**WHAT TO PRODUCE:** Check every line of the entries that follow, and copy the ones containing "clicks".

--------

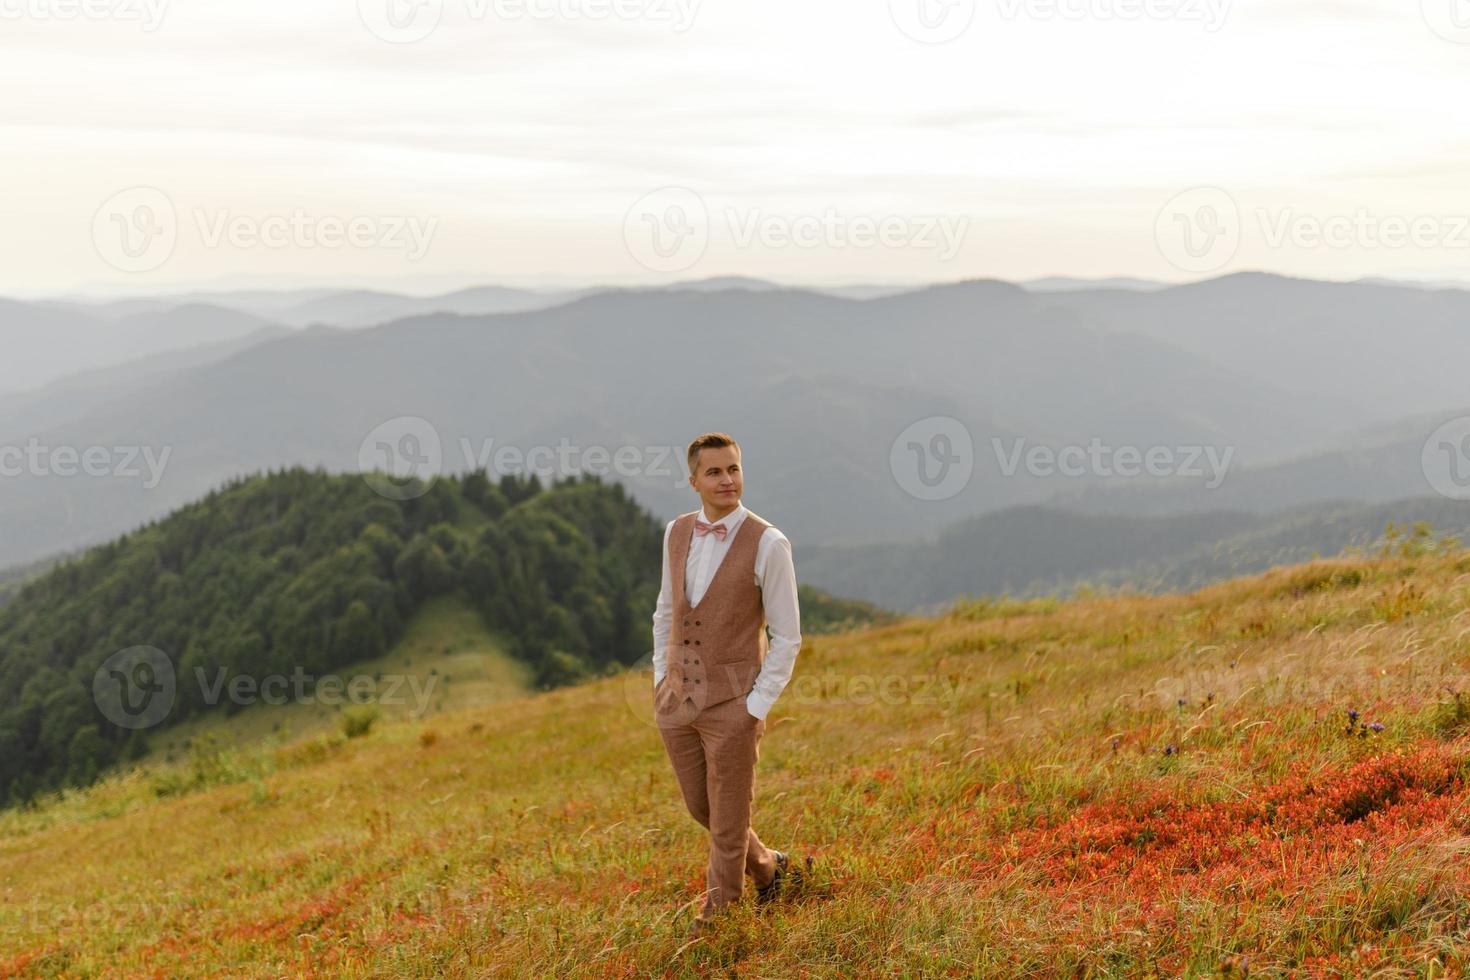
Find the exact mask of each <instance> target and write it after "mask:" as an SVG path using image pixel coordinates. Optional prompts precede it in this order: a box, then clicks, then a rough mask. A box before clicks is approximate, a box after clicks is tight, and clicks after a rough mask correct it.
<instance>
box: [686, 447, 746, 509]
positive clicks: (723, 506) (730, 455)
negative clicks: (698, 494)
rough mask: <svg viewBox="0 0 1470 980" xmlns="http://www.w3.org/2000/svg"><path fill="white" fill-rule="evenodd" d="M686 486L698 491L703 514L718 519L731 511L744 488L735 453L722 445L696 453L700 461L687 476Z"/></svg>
mask: <svg viewBox="0 0 1470 980" xmlns="http://www.w3.org/2000/svg"><path fill="white" fill-rule="evenodd" d="M689 485H691V486H692V488H694V489H695V491H698V494H700V501H701V502H703V504H704V510H706V513H714V511H719V513H720V514H722V516H723V514H725V513H728V511H732V510H735V505H736V504H739V495H741V494H742V492H744V489H745V476H744V473H742V472H741V469H739V450H736V448H735V447H734V445H722V447H719V448H717V450H714V448H704V450H700V458H698V461H697V463H695V464H694V473H691V475H689Z"/></svg>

--------

**OUTPUT FOR THIS EXERCISE:**
Find the exact mask of each <instance> target and write it after "mask:" as an SVG path using image pixel coordinates. Optional prompts precede it in this order: a box, then clicks, then a rough mask. A box before clicks is approximate, a box after clicks is tight, and clicks after a rough mask correct it.
positive clicks: (723, 506) (730, 455)
negative clicks: (698, 494)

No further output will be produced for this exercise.